Information:
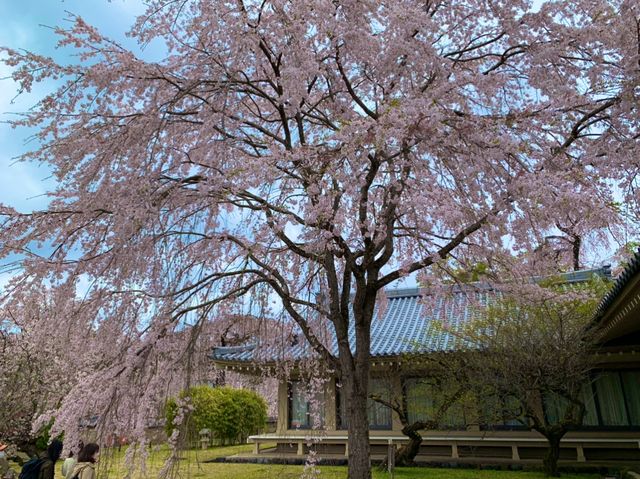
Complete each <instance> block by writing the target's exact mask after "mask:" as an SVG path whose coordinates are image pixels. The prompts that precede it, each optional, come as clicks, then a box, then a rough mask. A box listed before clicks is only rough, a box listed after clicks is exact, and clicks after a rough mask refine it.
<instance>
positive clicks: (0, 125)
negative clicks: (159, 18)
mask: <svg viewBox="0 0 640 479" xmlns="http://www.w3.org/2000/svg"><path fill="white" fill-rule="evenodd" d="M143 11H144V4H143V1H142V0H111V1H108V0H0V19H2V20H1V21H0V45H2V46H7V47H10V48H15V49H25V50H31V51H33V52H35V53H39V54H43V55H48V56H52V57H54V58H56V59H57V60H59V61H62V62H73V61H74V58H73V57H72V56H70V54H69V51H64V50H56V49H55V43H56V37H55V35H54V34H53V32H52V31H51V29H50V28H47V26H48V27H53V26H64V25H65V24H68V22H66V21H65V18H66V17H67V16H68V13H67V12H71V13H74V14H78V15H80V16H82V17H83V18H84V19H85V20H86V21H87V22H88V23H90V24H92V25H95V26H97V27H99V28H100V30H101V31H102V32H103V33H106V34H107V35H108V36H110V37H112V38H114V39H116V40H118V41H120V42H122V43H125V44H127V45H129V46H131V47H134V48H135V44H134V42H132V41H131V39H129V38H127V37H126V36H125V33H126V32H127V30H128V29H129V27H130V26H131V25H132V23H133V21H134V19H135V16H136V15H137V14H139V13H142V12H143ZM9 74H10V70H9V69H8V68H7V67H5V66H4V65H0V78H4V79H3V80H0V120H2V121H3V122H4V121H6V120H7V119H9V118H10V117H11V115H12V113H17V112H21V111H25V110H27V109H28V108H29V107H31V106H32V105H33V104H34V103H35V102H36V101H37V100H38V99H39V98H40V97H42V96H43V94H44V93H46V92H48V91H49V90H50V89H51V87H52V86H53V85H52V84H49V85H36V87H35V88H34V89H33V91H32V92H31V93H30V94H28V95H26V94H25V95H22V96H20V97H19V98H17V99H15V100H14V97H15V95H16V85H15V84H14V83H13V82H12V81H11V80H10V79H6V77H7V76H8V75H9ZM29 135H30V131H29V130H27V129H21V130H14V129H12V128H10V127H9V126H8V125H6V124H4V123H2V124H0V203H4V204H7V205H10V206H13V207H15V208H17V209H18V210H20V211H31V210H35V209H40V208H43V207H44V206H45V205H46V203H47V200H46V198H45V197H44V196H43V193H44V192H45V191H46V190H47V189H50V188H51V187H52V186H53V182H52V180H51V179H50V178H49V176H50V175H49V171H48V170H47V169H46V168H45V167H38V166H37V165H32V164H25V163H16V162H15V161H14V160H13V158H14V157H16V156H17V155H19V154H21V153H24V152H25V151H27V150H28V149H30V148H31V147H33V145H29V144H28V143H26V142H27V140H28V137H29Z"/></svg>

---

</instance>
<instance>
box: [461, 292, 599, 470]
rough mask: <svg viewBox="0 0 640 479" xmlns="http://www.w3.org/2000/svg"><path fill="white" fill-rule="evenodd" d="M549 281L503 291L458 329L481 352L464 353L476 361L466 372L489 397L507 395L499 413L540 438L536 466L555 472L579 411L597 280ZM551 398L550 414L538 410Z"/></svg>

* * *

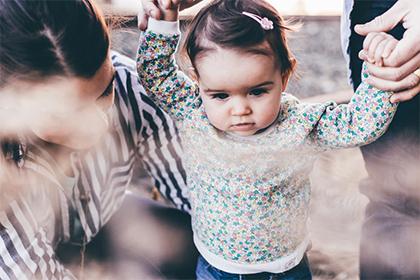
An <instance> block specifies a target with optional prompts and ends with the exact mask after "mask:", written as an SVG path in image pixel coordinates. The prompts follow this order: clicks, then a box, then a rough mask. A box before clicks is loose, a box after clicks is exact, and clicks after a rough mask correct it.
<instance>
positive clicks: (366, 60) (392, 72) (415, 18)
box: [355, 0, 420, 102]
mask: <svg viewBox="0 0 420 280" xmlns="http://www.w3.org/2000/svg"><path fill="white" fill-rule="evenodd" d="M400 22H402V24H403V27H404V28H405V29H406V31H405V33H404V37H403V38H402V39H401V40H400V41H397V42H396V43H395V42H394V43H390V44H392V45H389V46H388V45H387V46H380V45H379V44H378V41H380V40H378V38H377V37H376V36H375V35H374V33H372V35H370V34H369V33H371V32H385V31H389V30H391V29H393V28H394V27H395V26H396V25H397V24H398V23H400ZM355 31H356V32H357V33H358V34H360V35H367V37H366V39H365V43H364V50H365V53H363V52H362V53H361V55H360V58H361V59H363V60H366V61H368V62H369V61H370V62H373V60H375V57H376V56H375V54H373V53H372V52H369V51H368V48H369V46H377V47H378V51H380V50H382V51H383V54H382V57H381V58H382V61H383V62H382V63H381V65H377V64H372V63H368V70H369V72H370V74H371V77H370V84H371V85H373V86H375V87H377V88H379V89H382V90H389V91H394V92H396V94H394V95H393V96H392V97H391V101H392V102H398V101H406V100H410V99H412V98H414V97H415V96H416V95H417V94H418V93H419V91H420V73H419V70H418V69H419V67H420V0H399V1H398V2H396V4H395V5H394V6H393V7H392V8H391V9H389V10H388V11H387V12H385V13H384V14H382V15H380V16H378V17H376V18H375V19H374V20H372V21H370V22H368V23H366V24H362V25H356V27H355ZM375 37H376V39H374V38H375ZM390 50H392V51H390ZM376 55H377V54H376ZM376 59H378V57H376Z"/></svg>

What is required:
Please rewrite the stretch of records from the line that contains "</instance>" through the line that contains "rough mask: <svg" as a numbered list, leaving out blank lines.

Answer:
1. </instance>
2. <instance>
3. box: [461, 292, 599, 470]
4. rough mask: <svg viewBox="0 0 640 479" xmlns="http://www.w3.org/2000/svg"><path fill="white" fill-rule="evenodd" d="M549 281L503 291L458 329L481 352L464 353L476 361L466 372L489 397L507 395L499 413L540 438L536 466L555 472L579 411L597 280ZM551 398L550 414L538 410Z"/></svg>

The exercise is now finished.